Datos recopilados
━━━━━━
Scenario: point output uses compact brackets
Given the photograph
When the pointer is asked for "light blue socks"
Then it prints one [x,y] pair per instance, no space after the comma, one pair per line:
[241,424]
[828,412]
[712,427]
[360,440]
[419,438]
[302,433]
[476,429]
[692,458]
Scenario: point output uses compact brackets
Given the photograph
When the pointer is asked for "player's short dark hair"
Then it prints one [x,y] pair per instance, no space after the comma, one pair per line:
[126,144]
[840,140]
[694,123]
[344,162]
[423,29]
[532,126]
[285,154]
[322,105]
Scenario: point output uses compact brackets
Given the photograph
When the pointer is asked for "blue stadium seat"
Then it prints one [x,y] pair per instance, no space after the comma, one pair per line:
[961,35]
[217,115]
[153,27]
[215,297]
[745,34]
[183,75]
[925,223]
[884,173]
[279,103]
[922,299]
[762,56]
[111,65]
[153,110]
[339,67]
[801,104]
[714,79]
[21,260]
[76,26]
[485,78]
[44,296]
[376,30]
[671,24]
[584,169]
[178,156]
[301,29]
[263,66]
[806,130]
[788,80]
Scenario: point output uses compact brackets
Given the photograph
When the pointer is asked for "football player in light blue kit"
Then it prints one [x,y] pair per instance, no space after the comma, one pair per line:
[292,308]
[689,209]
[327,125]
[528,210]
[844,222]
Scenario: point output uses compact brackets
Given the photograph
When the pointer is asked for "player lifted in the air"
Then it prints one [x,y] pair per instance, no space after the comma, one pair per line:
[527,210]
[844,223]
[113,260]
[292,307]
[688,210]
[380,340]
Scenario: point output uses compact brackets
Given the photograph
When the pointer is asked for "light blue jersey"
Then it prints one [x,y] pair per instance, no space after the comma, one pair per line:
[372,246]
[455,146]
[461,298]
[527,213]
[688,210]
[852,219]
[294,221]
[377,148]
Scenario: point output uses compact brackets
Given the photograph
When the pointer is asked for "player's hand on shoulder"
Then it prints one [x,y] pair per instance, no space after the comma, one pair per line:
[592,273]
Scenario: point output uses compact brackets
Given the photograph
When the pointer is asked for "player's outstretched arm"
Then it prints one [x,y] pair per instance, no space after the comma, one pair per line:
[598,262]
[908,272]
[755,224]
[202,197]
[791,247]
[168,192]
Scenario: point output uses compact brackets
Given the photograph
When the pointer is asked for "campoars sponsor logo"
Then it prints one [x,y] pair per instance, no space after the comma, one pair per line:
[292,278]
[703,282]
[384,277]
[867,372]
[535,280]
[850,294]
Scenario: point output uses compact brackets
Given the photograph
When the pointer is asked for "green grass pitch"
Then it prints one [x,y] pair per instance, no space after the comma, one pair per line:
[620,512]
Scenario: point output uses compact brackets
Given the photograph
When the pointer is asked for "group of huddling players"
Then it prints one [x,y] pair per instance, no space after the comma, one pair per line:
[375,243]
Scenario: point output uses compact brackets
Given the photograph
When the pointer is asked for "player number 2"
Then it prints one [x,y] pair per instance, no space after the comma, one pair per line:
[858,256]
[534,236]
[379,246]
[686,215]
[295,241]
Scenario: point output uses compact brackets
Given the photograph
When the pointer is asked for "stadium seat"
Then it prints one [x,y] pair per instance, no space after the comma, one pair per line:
━━━━━━
Devuelve todas las líneas de los registros que contengan la palabra "light", copiadas sin cambios.

When the pointer is asked for "light blue socks"
When the pointer is asked for "football player in light blue kit"
When the pointer is asked for "light blue jersey"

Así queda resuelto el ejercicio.